____ MATERIAL
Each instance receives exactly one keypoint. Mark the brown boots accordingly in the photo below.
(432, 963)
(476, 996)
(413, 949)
________
____ MATERIAL
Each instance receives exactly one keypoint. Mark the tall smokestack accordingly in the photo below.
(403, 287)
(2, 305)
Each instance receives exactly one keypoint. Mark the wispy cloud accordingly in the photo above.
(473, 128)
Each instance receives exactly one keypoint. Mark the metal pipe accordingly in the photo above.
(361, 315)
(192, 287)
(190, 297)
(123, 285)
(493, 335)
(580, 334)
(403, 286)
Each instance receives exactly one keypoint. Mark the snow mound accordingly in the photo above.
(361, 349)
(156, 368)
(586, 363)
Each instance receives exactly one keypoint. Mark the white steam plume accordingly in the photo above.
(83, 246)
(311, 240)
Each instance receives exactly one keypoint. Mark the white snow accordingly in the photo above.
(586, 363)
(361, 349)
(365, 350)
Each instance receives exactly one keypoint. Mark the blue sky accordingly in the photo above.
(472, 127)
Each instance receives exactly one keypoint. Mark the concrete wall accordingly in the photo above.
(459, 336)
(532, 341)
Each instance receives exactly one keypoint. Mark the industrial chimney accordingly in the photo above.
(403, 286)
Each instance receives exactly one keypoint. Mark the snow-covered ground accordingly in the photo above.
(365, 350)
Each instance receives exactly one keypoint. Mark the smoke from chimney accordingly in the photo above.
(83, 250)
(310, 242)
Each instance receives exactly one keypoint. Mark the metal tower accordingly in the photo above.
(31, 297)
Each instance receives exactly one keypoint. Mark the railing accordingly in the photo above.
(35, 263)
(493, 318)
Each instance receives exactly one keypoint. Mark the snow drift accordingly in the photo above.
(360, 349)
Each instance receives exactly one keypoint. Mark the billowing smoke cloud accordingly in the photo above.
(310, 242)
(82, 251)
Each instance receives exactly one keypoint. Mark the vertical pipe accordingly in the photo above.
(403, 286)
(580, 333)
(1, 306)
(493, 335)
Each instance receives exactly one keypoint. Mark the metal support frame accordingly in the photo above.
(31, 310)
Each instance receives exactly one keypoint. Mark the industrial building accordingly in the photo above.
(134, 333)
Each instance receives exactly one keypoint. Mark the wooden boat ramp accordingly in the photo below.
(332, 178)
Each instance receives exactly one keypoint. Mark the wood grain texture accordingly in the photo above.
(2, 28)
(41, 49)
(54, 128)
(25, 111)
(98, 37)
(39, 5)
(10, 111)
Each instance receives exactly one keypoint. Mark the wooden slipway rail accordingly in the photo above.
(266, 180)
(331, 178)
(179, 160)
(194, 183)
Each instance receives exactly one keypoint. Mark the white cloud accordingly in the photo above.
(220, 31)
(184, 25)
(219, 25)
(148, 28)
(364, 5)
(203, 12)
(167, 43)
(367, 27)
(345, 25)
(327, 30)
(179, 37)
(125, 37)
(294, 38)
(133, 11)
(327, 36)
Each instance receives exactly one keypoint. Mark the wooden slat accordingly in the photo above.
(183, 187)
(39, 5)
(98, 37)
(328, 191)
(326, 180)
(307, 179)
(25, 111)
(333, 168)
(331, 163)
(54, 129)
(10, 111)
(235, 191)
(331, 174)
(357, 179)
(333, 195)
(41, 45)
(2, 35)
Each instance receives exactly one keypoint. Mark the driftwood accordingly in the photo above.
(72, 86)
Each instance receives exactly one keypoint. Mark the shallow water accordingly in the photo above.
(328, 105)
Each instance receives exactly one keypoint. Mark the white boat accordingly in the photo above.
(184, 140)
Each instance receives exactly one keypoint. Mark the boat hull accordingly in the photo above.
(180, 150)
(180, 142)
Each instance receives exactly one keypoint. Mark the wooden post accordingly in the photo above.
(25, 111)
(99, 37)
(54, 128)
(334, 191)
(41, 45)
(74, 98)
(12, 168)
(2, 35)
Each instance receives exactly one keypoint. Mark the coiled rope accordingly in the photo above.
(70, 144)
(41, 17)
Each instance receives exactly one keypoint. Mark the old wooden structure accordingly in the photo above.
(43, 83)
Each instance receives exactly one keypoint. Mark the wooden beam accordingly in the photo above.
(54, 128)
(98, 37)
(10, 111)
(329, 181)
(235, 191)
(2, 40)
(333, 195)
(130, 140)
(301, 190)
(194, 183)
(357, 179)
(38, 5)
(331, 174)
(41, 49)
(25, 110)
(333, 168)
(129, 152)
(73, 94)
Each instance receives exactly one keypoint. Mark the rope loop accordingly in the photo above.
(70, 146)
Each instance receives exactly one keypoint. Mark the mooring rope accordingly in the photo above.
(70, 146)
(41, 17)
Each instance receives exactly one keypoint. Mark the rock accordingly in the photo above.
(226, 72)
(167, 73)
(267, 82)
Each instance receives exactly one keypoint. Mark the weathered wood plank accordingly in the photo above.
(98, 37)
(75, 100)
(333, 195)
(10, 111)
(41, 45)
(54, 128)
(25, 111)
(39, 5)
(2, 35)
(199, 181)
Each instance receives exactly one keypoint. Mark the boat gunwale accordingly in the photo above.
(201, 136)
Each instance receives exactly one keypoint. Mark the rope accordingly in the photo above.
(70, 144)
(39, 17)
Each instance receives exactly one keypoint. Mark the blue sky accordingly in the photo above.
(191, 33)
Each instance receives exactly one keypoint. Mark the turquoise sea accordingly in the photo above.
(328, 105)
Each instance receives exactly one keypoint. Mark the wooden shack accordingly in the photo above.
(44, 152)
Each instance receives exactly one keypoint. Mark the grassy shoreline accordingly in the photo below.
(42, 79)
________
→ TASK: Collect every line in the entries above that contains the string "pipe", copying each one in full. Case counts.

→ CORRECT RESULT:
Each instance receives exactly one keypoint. Mark the metal pipe accordingly in the photo above.
Each instance receives exactly one keypoint. Mark the vertical pipe accordingly in the photo above.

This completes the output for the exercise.